▸ Aufgabe und Vorgaben
Schreib alle folgenden Zeilen Wort für Wort ab und lass dabei die Bilder weg.

====== Daten zur Übung ======

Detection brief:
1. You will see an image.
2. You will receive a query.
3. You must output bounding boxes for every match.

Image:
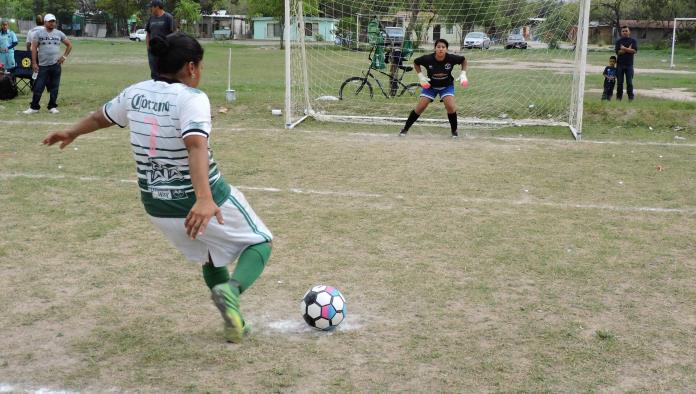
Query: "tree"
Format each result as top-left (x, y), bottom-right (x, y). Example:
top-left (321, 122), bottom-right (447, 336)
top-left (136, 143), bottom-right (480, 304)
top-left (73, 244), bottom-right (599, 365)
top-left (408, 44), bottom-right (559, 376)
top-left (174, 0), bottom-right (201, 34)
top-left (596, 0), bottom-right (640, 38)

======

▸ Das Ergebnis
Detection brief:
1. You will see an image.
2. You will receive a query.
3. You must output bounding boxes for every match.

Image:
Query: "tree"
Format each result as top-left (x, y), bottom-right (x, y). Example:
top-left (321, 122), bottom-right (447, 336)
top-left (136, 143), bottom-right (480, 304)
top-left (73, 244), bottom-right (599, 365)
top-left (408, 44), bottom-right (559, 376)
top-left (174, 0), bottom-right (201, 34)
top-left (596, 0), bottom-right (640, 38)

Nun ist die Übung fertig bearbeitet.